─── Passage to read ───

Section 544(a)(1) places the trustee in the position of "a creditor that extends credit to the debtor at the time of the commencement of the case, and that obtains, at such time and with respect to such credit, a judicial lien [on the debtor's property]." Whether this hypothetical extension of credit to the debtor makes the trustee a purchaser for value is determined by Wisconsin law. In re Fitzpatrick, 29 B.R. 701, 703 (Bankr.W.D.Wis.1983).

In Wisconsin, a judicial lien creditor is not deemed a purchaser for value because "[he has not parted] with any value in reliance on the misleading state of his debtor's title." IFC Collateral Corp. v. Commercial Units, Inc., 51 Wis.2d 41, 49, 186 N.W.2d 214, 217-18 (1971); Fitzpatrick, 29 B.R. at 703. This rule is in accord with the Restatement of Security (1941), which states that "[t]he attaching or levying creditor is not generally considered as one who has given value merely because he obtains by his attachment or levy a lien as a security for his antecedent debt. Such a judgment creditor has not been given security but has taken it by legal process." Id. at 34-35.

Upon the foregoing, it must be concluded that the strong arm power of § 544(a)(1) does not confer on Lentech's trustee the status of a transferee for value. Consequently, the fraudulent conveyance claim *613 of Standard's trustee to the funds in First Wisconsin's possession survived the filing of Lentech's petition, and First Wisconsin's motion to dismiss the complaint of Standard's trustee must be denied.

IV.

In passing, the court notes that First Wisconsin pursued its motion to dismiss in part to avoid being twice gored by Standard's and Lentech's trustees. In its brief, First Wisconsin argues that § 550(c), by limiting a trustee to a single recovery, protects transferees from having to pay twice where only one payment was received. Section 550(c) states that "[t]he trustee is entitled to only a single satisfaction under subsection (a) of this section." This section is intended to prevent the trustee from recovering damages in addition to the property transferred or its value. See, 4 Collier on Bankruptcy ¶ 550.03[2] (15th ed. 1987). It simply does not address the question whether one transferee may be multiply liable where more than one trustee asserts a right to the transferred property. Therefore, First Wisconsin's argument does not support its dismissal motion.

─── Entries ───

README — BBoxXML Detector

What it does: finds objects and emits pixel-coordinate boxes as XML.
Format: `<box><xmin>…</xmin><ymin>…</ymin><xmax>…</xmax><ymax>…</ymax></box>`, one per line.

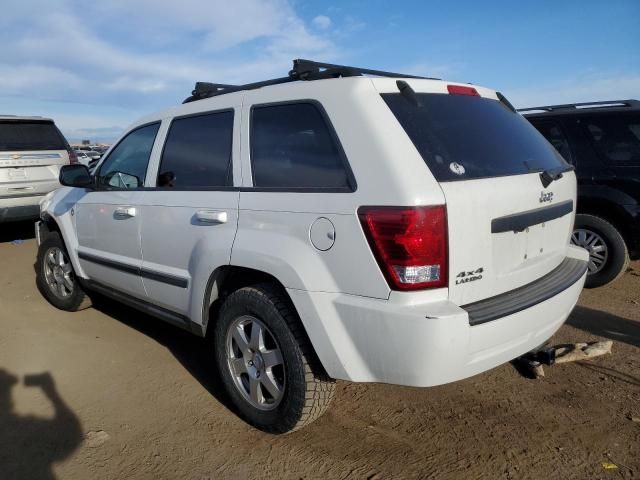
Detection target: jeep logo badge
<box><xmin>540</xmin><ymin>192</ymin><xmax>553</xmax><ymax>203</ymax></box>
<box><xmin>449</xmin><ymin>162</ymin><xmax>465</xmax><ymax>175</ymax></box>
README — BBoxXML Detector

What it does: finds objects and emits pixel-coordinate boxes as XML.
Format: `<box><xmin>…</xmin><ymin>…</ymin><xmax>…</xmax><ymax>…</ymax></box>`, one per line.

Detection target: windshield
<box><xmin>382</xmin><ymin>93</ymin><xmax>567</xmax><ymax>181</ymax></box>
<box><xmin>0</xmin><ymin>121</ymin><xmax>66</xmax><ymax>152</ymax></box>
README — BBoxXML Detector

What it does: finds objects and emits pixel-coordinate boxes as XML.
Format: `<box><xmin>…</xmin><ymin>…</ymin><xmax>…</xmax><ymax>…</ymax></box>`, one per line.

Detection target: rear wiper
<box><xmin>396</xmin><ymin>80</ymin><xmax>422</xmax><ymax>107</ymax></box>
<box><xmin>540</xmin><ymin>165</ymin><xmax>575</xmax><ymax>188</ymax></box>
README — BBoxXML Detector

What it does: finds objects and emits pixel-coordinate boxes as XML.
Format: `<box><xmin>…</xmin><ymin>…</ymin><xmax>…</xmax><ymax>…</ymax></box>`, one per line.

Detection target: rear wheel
<box><xmin>214</xmin><ymin>284</ymin><xmax>335</xmax><ymax>433</ymax></box>
<box><xmin>571</xmin><ymin>214</ymin><xmax>629</xmax><ymax>288</ymax></box>
<box><xmin>36</xmin><ymin>232</ymin><xmax>91</xmax><ymax>312</ymax></box>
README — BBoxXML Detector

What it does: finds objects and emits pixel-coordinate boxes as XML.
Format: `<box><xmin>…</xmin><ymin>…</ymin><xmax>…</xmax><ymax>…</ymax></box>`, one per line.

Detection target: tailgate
<box><xmin>0</xmin><ymin>150</ymin><xmax>69</xmax><ymax>198</ymax></box>
<box><xmin>0</xmin><ymin>117</ymin><xmax>69</xmax><ymax>198</ymax></box>
<box><xmin>382</xmin><ymin>80</ymin><xmax>576</xmax><ymax>305</ymax></box>
<box><xmin>441</xmin><ymin>172</ymin><xmax>576</xmax><ymax>305</ymax></box>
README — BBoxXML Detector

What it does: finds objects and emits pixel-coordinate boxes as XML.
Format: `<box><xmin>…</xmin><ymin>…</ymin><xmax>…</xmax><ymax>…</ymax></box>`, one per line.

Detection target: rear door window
<box><xmin>531</xmin><ymin>120</ymin><xmax>574</xmax><ymax>163</ymax></box>
<box><xmin>581</xmin><ymin>114</ymin><xmax>640</xmax><ymax>167</ymax></box>
<box><xmin>157</xmin><ymin>111</ymin><xmax>233</xmax><ymax>188</ymax></box>
<box><xmin>251</xmin><ymin>103</ymin><xmax>353</xmax><ymax>191</ymax></box>
<box><xmin>0</xmin><ymin>120</ymin><xmax>67</xmax><ymax>152</ymax></box>
<box><xmin>382</xmin><ymin>93</ymin><xmax>568</xmax><ymax>181</ymax></box>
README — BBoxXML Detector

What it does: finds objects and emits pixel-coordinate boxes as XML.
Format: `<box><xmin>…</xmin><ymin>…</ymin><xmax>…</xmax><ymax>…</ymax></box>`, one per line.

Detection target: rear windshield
<box><xmin>0</xmin><ymin>121</ymin><xmax>66</xmax><ymax>152</ymax></box>
<box><xmin>382</xmin><ymin>93</ymin><xmax>567</xmax><ymax>182</ymax></box>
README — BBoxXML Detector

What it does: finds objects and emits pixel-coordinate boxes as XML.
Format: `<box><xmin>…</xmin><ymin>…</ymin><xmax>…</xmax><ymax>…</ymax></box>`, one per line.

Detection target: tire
<box><xmin>36</xmin><ymin>232</ymin><xmax>91</xmax><ymax>312</ymax></box>
<box><xmin>571</xmin><ymin>214</ymin><xmax>629</xmax><ymax>288</ymax></box>
<box><xmin>213</xmin><ymin>283</ymin><xmax>335</xmax><ymax>433</ymax></box>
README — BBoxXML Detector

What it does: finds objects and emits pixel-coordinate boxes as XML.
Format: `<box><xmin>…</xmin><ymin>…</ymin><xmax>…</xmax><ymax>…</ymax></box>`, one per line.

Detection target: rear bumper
<box><xmin>289</xmin><ymin>247</ymin><xmax>587</xmax><ymax>387</ymax></box>
<box><xmin>0</xmin><ymin>195</ymin><xmax>44</xmax><ymax>223</ymax></box>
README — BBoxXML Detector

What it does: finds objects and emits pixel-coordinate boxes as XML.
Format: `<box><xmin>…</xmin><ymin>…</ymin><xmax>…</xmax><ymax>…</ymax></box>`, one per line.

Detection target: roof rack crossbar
<box><xmin>182</xmin><ymin>58</ymin><xmax>437</xmax><ymax>103</ymax></box>
<box><xmin>518</xmin><ymin>100</ymin><xmax>640</xmax><ymax>112</ymax></box>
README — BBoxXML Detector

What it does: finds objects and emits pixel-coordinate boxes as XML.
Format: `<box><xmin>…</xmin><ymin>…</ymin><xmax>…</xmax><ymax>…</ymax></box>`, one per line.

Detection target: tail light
<box><xmin>447</xmin><ymin>85</ymin><xmax>480</xmax><ymax>97</ymax></box>
<box><xmin>67</xmin><ymin>148</ymin><xmax>79</xmax><ymax>165</ymax></box>
<box><xmin>358</xmin><ymin>205</ymin><xmax>448</xmax><ymax>290</ymax></box>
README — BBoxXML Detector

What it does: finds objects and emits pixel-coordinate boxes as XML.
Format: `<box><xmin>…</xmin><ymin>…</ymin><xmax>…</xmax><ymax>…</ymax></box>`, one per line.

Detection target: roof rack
<box><xmin>518</xmin><ymin>100</ymin><xmax>640</xmax><ymax>112</ymax></box>
<box><xmin>182</xmin><ymin>58</ymin><xmax>439</xmax><ymax>103</ymax></box>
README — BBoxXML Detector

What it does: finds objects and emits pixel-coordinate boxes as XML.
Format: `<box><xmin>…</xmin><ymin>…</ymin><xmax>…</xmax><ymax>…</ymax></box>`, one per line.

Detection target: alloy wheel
<box><xmin>225</xmin><ymin>315</ymin><xmax>285</xmax><ymax>410</ymax></box>
<box><xmin>571</xmin><ymin>228</ymin><xmax>609</xmax><ymax>275</ymax></box>
<box><xmin>43</xmin><ymin>247</ymin><xmax>75</xmax><ymax>298</ymax></box>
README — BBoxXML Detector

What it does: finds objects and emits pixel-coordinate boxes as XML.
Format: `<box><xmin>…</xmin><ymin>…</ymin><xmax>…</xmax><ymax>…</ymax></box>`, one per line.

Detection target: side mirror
<box><xmin>58</xmin><ymin>164</ymin><xmax>94</xmax><ymax>188</ymax></box>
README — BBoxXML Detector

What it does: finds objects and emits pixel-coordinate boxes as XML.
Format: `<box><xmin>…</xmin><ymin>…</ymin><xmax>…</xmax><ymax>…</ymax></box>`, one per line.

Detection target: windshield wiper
<box><xmin>540</xmin><ymin>165</ymin><xmax>575</xmax><ymax>188</ymax></box>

───

• _What is asked_
(A) In the bankruptcy ruling, what does Section 550(c) say the trustee is entitled to?
(B) Reproduce, word for word, the part of the bankruptcy ruling that opens with the words containing "In passing, the" and closes with "its dismissal motion.".
The data has no connection to the bankruptcy ruling.

• _Per-task outputs_
(A) Only a single satisfaction under subsection (a) of that section.

(B)
In passing, the court notes that First Wisconsin pursued its motion to dismiss in part to avoid being twice gored by Standard's and Lentech's trustees. In its brief, First Wisconsin argues that § 550(c), by limiting a trustee to a single recovery, protects transferees from having to pay twice where only one payment was received. Section 550(c) states that "[t]he trustee is entitled to only a single satisfaction under subsection (a) of this section." This section is intended to prevent the trustee from recovering damages in addition to the property transferred or its value. See, 4 Collier on Bankruptcy ¶ 550.03[2] (15th ed. 1987). It simply does not address the question whether one transferee may be multiply liable where more than one trustee asserts a right to the transferred property. Therefore, First Wisconsin's argument does not support its dismissal motion.